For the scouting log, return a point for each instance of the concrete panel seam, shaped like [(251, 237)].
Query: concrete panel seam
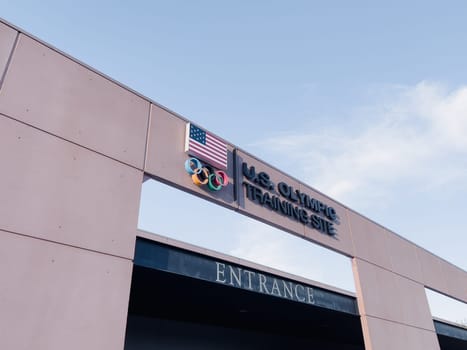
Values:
[(10, 57), (148, 134), (399, 323), (69, 141), (351, 232), (391, 271), (64, 244), (103, 75)]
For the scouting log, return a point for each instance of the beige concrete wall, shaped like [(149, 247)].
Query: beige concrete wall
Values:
[(74, 146)]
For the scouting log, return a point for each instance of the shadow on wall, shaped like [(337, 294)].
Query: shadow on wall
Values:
[(173, 213)]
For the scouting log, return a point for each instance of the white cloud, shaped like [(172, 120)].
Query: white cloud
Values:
[(413, 134), (263, 244)]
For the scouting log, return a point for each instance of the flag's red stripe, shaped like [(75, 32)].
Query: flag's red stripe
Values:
[(216, 141), (221, 154), (207, 153), (203, 156)]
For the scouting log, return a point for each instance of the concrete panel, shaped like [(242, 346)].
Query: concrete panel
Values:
[(456, 281), (370, 240), (385, 335), (7, 40), (45, 89), (377, 292), (386, 295), (56, 297), (263, 212), (165, 157), (404, 259), (56, 190), (414, 303), (432, 270), (342, 241)]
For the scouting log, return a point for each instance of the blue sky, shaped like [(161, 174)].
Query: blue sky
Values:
[(370, 97)]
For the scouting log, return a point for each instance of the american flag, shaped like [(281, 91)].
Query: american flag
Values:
[(205, 146)]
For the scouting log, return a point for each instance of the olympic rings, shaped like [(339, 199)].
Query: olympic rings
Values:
[(204, 174)]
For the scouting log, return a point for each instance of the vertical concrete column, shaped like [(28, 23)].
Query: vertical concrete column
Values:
[(394, 310), (392, 301), (72, 147)]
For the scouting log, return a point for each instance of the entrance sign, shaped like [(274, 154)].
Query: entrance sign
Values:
[(173, 260)]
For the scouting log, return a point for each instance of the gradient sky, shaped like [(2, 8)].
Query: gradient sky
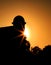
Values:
[(37, 14)]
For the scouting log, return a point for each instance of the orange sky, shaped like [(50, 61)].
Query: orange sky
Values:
[(37, 14)]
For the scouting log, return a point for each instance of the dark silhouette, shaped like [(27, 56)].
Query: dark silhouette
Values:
[(15, 49)]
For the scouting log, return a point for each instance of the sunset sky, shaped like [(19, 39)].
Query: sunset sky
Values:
[(37, 14)]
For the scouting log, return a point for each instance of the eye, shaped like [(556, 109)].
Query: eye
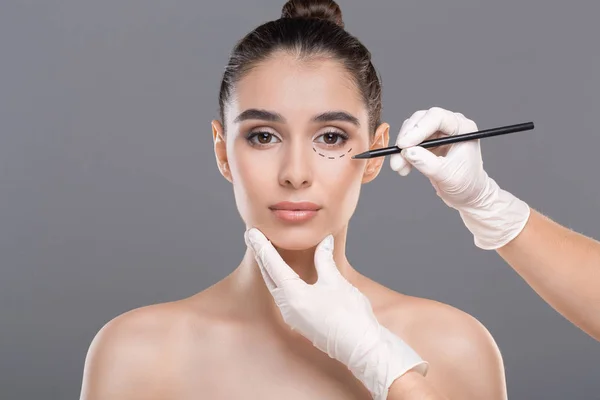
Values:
[(261, 138), (334, 139)]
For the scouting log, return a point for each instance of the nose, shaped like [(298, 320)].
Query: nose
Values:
[(296, 169)]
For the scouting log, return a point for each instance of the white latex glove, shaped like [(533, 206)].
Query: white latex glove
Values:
[(494, 216), (335, 316)]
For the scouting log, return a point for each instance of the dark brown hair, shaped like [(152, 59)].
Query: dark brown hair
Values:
[(306, 28)]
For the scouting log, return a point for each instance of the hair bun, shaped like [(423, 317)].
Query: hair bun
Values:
[(319, 9)]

= Problem to work on =
Reproduce exactly and only the lines from the line that contains "Query: sunset sky" to the end of the data above, both ends included. No pictures go in the copy.

= Written reply =
Query: sunset sky
Values:
[(37, 14)]
For the scouting log, return a point for each instance of the eye, shaped like [(556, 109)].
Query: eye
Values:
[(261, 138), (334, 139)]
For the scouting log, return a point for each instance of the nose, shaped like [(298, 320)].
Query: nose
Values:
[(296, 169)]
For the scouting log, return a point for each instance of the white latex glove, shaped like [(533, 206)].
Query: white latex glove
Values:
[(494, 216), (335, 316)]
For the scouting log, return a point for each instance of the dark brown hair, shaped like [(152, 59)].
Query: dark brown hair
Values:
[(306, 28)]
For the scouting log, return a point for each instance of the hair bun, shaped like [(423, 317)].
Query: hair bun
Values:
[(319, 9)]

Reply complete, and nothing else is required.